──────── Material for the task ────────
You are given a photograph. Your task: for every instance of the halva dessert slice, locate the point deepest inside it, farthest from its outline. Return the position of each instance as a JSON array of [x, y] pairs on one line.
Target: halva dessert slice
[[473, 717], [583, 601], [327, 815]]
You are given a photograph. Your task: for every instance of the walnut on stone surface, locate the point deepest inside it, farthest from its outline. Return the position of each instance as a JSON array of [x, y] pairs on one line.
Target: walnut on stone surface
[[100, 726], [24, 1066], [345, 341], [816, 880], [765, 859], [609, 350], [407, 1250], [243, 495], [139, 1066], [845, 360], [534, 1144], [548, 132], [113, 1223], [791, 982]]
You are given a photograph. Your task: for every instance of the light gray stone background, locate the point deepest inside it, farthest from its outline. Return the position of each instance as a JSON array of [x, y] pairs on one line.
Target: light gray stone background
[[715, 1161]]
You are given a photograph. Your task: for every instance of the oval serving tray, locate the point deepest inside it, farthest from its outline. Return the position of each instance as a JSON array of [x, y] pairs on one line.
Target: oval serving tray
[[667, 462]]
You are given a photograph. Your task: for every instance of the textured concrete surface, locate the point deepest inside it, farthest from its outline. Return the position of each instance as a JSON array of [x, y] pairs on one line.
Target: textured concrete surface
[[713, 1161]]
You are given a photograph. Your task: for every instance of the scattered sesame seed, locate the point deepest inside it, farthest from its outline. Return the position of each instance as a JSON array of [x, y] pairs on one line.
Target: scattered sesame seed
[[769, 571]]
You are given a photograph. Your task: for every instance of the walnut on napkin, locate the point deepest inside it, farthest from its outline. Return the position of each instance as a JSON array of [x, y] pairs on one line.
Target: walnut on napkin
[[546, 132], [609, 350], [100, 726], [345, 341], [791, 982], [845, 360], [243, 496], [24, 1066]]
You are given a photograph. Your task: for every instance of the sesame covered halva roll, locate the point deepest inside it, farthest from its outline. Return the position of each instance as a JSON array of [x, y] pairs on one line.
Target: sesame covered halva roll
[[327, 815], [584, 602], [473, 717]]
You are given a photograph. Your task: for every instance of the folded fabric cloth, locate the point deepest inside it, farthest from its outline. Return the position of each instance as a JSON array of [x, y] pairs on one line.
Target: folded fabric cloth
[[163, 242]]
────────
Set the records down again in full, exactly as they read.

_Exercise result_:
You are given a photograph. Your task: for every instance of the halva dessert slice, locate the point deepest inside it, farthest from its outline. Return the position of each instance as a JSON array of [x, y] pairs on one line.
Target: halva dessert slice
[[473, 717], [583, 601], [327, 815]]
You are given a photograph. Your task: for every instance of the walnut on stone surface, locate the point deepest inside it, farthest from its outline. Return the position of each instance as a JSON array of [x, y] pairs on one line.
Target: walnut on stone surface
[[100, 726], [24, 1066], [345, 341], [816, 880], [765, 859], [609, 350], [407, 1250], [243, 495], [139, 1066], [845, 360], [534, 1144], [548, 132], [113, 1223], [791, 982]]
You are given a photograph. Your task: for every instance of the light gray stone background, locate the point deepest inside it, farthest from its outline. Return the position of each instance as a JSON array of [x, y] pairs on one line.
Target: light gray stone background
[[715, 1161]]
You are given a photograph. Your task: for every instance of the oval serving tray, locate the point deepest inside it, farthest from its outline. Return the position of each instance as a JSON array of [x, y] pairs on one line.
Target: oval serving tray
[[667, 462]]
You are given a photograph. Your task: for every instance of the textured concrete surface, locate the point deepest inside it, farthest from its outline. Return the position of each instance as a JSON array of [x, y] pairs on one line.
Target: textured concrete surface
[[713, 1161]]
You are given a photograph. Your task: for every instance of the scattered sesame seed, locate the point deepest inside it, farthest from its outline. Return the position of each instance as a JSON array of [x, y] pairs on one line.
Target: scattered sesame seed
[[769, 571]]
You are given a photograph. Your task: for every instance of the walnut on napkin, locate the point deepest inside it, farthest from its outline. Return the position of each instance as a JSON array of [x, y] pairs on one line.
Target: walnut on napkin
[[546, 132], [609, 350], [100, 726], [345, 341], [791, 982], [845, 360], [243, 496], [24, 1066]]
You are given a photograph. Your task: for every instance of the sesame covered halva roll, locate the point deepest inside it, farthest from its outline. Return the position of each instance as a JSON array of [x, y] pairs on one line.
Target: sesame covered halva roll
[[327, 815], [584, 602], [473, 717]]
You are given a photograph. Your task: for every instance of the folded fabric cloth, locate the point deepest inside it, farthest from its outline. Return the position of each instance as a JSON array of [x, y] pairs on one line.
Target: folded fabric cloth
[[163, 242]]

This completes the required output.